SUPPLIED PASSAGE:
** begin **

Was there anything upon this certificate to take it out of the general rule and render it non-negotiable? It is argued that the provision that it should be payable “on return of this certificate properly indorsed” destroys its negotiability. That, however, was the language of the certificate in First Nat. Bank v. Security Nat. Bank, supra, and such certificates were there treated as negotiable paper. It has, indeed, been frequently said that the stipulation for the return of the certificate adds nothing to the instrument. It is merely the expression of a rule which applies to all negotiable paper, and an action may be maintained without a previous presentment. This question was thoroughly considered in the case last cited. As to the requirement *492that it should be properly indorsed, it would seem that an indorsement by the payee would not be necessary. A “ proper” indorsement is such an indorsement as-the law merchant requires in order to authorize a payment to the holder. If presented by the original payee, no indorsement would be proper or at least necessary; if presented by another, “proper indorsement” to show his title would be requisite. We do not think that this provision operates as a condition destroying the negotiability of the instrument.

It is next said that the amount of payment is uncertain' and the instrument for that reason non-negotiable. This argument is predicated chiefly upon the provision that the certificate is payable “ in current funds.” We are aware that many courts have held that such a clause does not require payment in money, and destroys the negotiability of the instrument. The cases so holding are either cases arising at a time when many forms of bank notes and bills were in use, varying in their values, or cases decided upon the authority of that class wilhout regard to changed conditions. With regard to existing conditions we think the supreme court of the United States has declared the law correctly in Bull v. Bank of Kasson, 123 U. S., 105, as follows : “ Within a few years, commencing with the first issue in this country of notes declared to have the quality of legal tender, it has been a common practice of drawers of bills of exchange or checks, or makers of promissory notes, to indicate whether the same are to be paid in gold or silver, or in such notes; and the term current funds’ has been used to designate any of these, all being current and declared by positive enactment to be legal tender. It was intended to cover whatever was receivable and current by law as money, whether in the form of notes or coin. Thus construed, we do not think the negotiability of the paper in question was impaired by the insertion of those words.” This also is the doctrine of the court of appeals' • *493of New York (Pardee v. Fish, 60 N. Y., 265); and the supreme court of Illinois has held that a check so drawn entitles the holder to demand coin or its equivalent. (Galena Ins. Co. v. Kupfer, 28 Ill., 332.) We are satisfied with the reasoning of these cases as against the contrary authorities, and therefore hold that a provision for payment in current funds is in effect for payment in money, and that such an instrument, if having the other requisites, is negotiable.

** end **

GIVEN INSTRUCTION 1: List every court case cited by name in the passage on the negotiability of the certificate.

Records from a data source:
** begin **

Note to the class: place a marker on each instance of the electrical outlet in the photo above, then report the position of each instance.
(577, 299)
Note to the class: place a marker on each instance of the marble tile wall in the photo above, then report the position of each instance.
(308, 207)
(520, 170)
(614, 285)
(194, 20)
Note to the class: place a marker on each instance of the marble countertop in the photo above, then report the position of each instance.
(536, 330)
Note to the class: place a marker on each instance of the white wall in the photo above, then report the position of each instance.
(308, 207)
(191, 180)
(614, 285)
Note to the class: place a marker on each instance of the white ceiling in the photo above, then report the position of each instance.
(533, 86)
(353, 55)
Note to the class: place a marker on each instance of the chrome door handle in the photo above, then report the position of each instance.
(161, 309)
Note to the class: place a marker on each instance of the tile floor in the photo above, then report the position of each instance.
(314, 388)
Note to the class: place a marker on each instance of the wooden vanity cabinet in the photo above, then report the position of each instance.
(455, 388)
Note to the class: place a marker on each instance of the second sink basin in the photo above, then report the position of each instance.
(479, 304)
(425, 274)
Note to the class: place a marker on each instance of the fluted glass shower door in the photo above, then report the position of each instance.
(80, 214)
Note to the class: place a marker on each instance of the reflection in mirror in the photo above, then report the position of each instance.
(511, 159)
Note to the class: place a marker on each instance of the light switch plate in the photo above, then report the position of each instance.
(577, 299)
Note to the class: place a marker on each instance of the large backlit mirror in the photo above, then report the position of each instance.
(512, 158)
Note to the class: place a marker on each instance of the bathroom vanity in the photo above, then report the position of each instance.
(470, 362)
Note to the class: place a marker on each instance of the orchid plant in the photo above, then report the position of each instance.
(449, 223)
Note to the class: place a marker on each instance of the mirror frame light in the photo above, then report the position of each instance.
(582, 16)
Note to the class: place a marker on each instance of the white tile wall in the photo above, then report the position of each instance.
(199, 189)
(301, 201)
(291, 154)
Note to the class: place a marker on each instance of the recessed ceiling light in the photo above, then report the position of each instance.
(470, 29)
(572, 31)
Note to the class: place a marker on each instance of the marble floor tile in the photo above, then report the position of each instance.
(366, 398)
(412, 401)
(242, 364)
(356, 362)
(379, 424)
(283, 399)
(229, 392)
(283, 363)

** end **

GIVEN INSTRUCTION 2: Extract the lines of the records, word for word, starting with the line that contains "of the recessed" and continuing through the end of the records. Include both the first and last lines.

EXERCISE ANSWER 1:
- First Nat. Bank v. Security Nat. Bank
- Bull v. Bank of Kasson
- Pardee v. Fish
- Galena Ins. Co. v. Kupfer

EXERCISE ANSWER 2:
Note to the class: place a marker on each instance of the recessed ceiling light in the photo above, then report the position of each instance.
(470, 29)
(572, 31)
Note to the class: place a marker on each instance of the marble floor tile in the photo above, then report the position of each instance.
(366, 398)
(412, 401)
(242, 364)
(356, 362)
(379, 424)
(283, 399)
(229, 392)
(283, 363)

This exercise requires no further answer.